(Point labeling items)
* * *

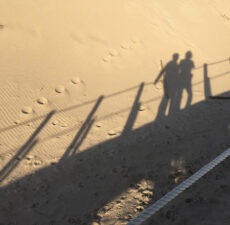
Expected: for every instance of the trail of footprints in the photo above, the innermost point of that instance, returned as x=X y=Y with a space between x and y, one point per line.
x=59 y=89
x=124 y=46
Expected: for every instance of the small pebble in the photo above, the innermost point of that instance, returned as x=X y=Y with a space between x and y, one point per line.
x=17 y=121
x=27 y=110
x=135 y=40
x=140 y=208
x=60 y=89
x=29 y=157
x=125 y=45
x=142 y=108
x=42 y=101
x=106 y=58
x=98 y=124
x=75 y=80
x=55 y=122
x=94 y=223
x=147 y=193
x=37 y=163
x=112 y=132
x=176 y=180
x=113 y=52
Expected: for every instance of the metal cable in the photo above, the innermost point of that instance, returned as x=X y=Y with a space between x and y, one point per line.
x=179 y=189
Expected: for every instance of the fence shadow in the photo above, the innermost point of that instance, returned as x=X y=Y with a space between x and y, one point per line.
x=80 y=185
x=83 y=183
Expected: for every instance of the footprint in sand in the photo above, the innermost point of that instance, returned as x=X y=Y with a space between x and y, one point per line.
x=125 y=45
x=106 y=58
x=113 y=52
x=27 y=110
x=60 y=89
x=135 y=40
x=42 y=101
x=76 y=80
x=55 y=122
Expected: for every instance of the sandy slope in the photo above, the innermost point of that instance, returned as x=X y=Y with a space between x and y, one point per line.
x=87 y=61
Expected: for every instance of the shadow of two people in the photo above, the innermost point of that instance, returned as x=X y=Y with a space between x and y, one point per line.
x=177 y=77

* * *

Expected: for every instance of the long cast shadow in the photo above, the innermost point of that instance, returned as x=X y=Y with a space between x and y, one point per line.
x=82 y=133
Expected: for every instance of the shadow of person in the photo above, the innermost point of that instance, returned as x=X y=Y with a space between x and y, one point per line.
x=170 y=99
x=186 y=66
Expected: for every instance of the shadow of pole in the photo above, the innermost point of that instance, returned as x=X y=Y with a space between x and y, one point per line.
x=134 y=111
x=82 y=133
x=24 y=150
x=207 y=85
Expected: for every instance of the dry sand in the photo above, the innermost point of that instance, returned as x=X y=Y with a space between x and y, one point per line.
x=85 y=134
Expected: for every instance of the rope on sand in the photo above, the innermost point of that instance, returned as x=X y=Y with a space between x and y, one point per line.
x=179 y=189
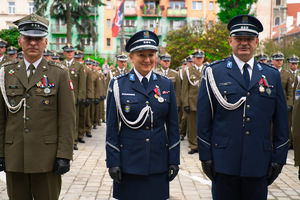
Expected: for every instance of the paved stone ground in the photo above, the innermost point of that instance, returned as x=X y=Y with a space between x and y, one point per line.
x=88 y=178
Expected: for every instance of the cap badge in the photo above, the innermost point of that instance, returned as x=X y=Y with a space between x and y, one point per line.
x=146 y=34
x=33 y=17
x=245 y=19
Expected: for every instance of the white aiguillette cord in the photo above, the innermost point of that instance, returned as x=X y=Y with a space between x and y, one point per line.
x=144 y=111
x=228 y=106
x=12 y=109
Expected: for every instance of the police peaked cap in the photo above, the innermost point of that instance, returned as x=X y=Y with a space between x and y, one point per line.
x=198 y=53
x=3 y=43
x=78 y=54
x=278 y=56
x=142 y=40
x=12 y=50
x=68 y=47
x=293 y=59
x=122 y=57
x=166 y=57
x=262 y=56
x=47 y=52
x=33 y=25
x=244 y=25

* * *

- **What is needed**: Pick out every line in the items above that contains the word "peaked", and copy each one in full.

- **Output**:
Expected: for every instance of the police peaked cap in the photo above, the innermost point of that instance, returned as x=X y=Y with a space between x and y, one point per line.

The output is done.